> [Conjunto de tarefas]:
(1) Em que ano foi publicado o livro de H.G. Wells mencionado no artigo sobre “Guerra dos Mundos”?
(2) Retome o artigo sobre “Guerra dos Mundos” e dê continuidade a ele a partir da última frase apresentada.

Os tentáculos da
literatura: “Guerra dos Mundos” e suas consequências midiáticas
Susana Reis
Artigo publicado no site Literatortura
São muitos os livros que
já causaram polêmica e desordem, discussões e dramas. Mas existe um que criou
pânico em cidades, fugas em massas e medo na população. “Guerra dos Mundos”,
publicada em 1897 e escrita por H.G. Wells, ao ser adaptada para uma peça radiofônica,
causou uma confusão incrível nos Estados Unidos. O poder midiático foi mais uma
vez comprovado.
Mas vamos por partes, e
antes de entrar nas consequências da obra, vamos falar do livro. O leitor deste
texto com certeza, se não leu o livro, já viu o filme “Guerra dos Mundos”, de
Steven Spielberg. Bem, o filme não tem nada a ver com o livro. Esqueça o Tom
Cruise, a brilhante atuação Dakota Fanning e foque apenas na invasão
alienígena. É só isso que a adaptação cinematográfica tem de fiel ao livro.

> [Dados registrados]:
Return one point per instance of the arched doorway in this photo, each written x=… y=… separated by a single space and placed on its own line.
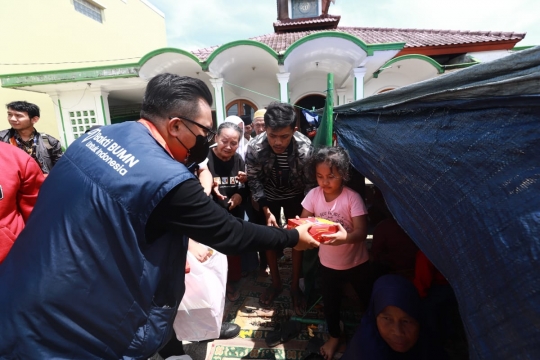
x=308 y=102
x=241 y=107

> [Respostas por tarefa]:
(1) Em 1897.

(2)
O narrador do livro não
possui nome. É apenas um filósofo que interrompeu seu trabalho quando ficou
sabendo da queda de um “meteoro” perto da cidade onde morava. Curioso, foi lá
dar uma olhada. O que ele encontrou foi um cilindro e pessoas curiosas em volta,
debatendo sobre o novo objeto. Havia algo dentro do cilindro. Depois de algum
tempo, esse “algo” se revelou. A descrição que segue é do próprio narrador:
“duas formas esverdeadas em movimentos revoltos, uma sobre a outra e, depois,
dois discos luminosos — como olhos. A seguir, alguma coisa parecida com uma
pequena serpente cinzenta, com a espessura aproximada de uma bengala, serpeou,
projetando-se do meio que estremecia, e ziguezagueou na minha direção — e, em
seguida, surgiu outra coisa igual.”
A partir daí, o leitor é
levado para uma pequena odisseia, onde nosso filósofo narrador acaba se
perdendo de sua mulher, e conhece vários personagens que também estão em fuga.
Durante a leitura, há pequenas reflexões sobre como somos pequenos em
comparação aos extraterrestres, como é fácil matar humanos através do “raio da
morte” e como somos fonte de alimento fácil para extraterrestres.
“Por muito estranho que
possa parecer a um ser humano, todo o complexo aparelho digestivo, que
constitui a maior parte dos nossos corpos, não existia nos marcianos. Eram
cabeças — meras cabeças. Não tinham entranhas. Não comiam, muito menos
digeriam. Em vez disso, ingeriam o fresco e vivo sangue das outras criaturas, e
injetavam-no nas suas próprias veias. Eu mesmo observei esta operação, como
mencionarei na devida altura. Mas, embora vos possa parecer melindroso, não
consigo obrigar-me a descrever aquilo a que nem sequer suportava assistir. Deve
bastar dizer que o sangue obtido de um animal ainda vivo, na maioria dos casos
de um ser humano, escorria diretamente, por intermédio de uma pequena pipeta,
para o canal recipiente…”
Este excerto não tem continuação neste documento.